* [Passage]
· · · · · · ·
A controversial request to pay a higher superannuation contribution for female employees than for their male counterparts is perfectly legal, the former head of Australian Lawyers for Human Rights (ALHR) has said.
Rice Warner Actuaries has asked the Australian Human Rights Commission (AHRC) to grant it exemption from the Sex Discrimination Act so it can pay 10.5 per cent super for its female staff, rather than the nine per cent compulsory contribution.
Barrister Stephen Keim SC (pictured), the former president of ALHR, said the exemption is fully in accord with discrimination law in Australia and international covenants.
“Article 4 of the Convention on the Elimination of Discrimination Against Women … recognises the legality [of] ‘temporary special measures aimed at accelerating de facto equality between men and women’,” he said.
Section 7D of the Sex Discrimination Act 1984 also speaks of “special measures for the purpose of achieving substantive equality between men and women”.
Research shows that not only do women tend to live longer and retire earlier, most take more time off than their male colleagues to care for children and elderly parents.
Males are being promoted and enjoying higher salaries than women in their late 20s and early 30s; the Australian Bureau of Statistics reported last year the gender pay gap was 17.4 per cent.
· · · · · · ·
* [Record set]
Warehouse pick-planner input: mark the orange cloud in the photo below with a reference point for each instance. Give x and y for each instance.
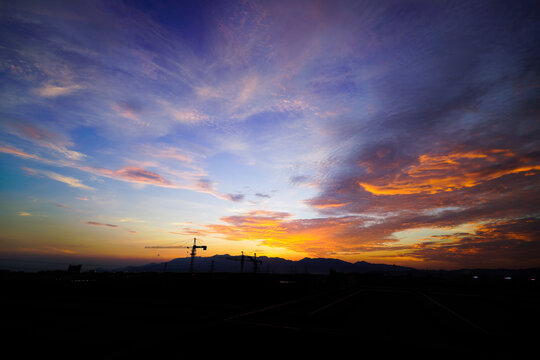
(19, 153)
(439, 173)
(100, 224)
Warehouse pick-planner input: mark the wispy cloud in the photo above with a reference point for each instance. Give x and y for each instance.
(100, 224)
(55, 141)
(49, 90)
(14, 151)
(76, 183)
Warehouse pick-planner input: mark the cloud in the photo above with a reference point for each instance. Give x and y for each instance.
(55, 141)
(100, 224)
(49, 90)
(76, 183)
(14, 151)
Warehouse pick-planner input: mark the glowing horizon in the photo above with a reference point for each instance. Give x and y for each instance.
(390, 132)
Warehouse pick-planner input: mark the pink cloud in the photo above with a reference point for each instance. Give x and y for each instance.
(100, 224)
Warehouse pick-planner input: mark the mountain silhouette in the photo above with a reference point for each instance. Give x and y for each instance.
(228, 263)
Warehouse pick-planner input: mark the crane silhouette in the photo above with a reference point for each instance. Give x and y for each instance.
(193, 250)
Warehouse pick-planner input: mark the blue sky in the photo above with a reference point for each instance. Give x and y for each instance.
(398, 132)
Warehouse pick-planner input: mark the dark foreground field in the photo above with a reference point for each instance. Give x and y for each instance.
(178, 315)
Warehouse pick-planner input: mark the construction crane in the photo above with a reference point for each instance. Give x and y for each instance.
(193, 250)
(250, 258)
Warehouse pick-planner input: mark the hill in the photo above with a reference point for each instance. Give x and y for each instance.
(228, 263)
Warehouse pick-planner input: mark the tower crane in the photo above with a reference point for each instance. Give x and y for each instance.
(242, 258)
(193, 250)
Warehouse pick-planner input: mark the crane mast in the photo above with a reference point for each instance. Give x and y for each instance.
(193, 250)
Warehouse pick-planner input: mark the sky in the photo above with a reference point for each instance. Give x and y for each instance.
(397, 132)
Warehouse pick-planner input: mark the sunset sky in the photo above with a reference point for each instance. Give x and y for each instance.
(398, 132)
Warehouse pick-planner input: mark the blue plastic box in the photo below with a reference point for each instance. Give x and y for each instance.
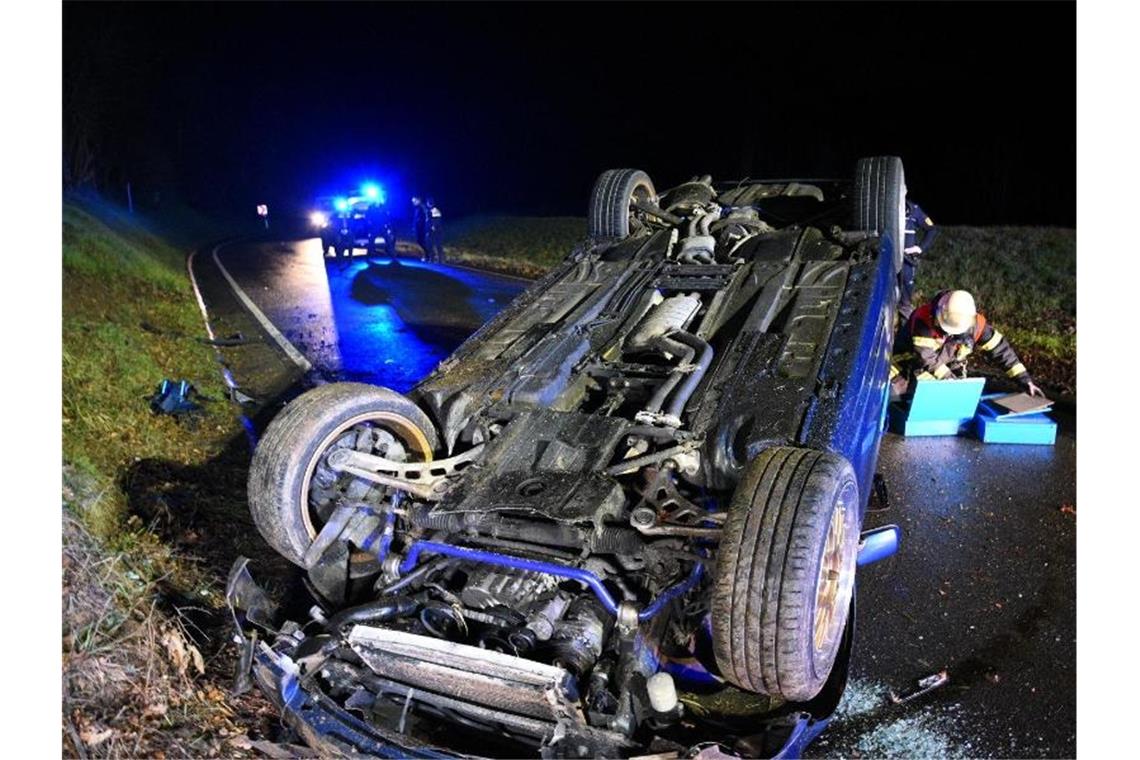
· · · · · · ·
* [Aim of the task]
Rewrite the stretch of the superannuation passage from "Males are being" through "17.4 per cent.", changing "Australian Bureau of Statistics" to "national statistics office".

* [Result for this exercise]
Males are being promoted and enjoying higher salaries than women in their late 20s and early 30s; the national statistics office reported last year the gender pay gap was 17.4 per cent.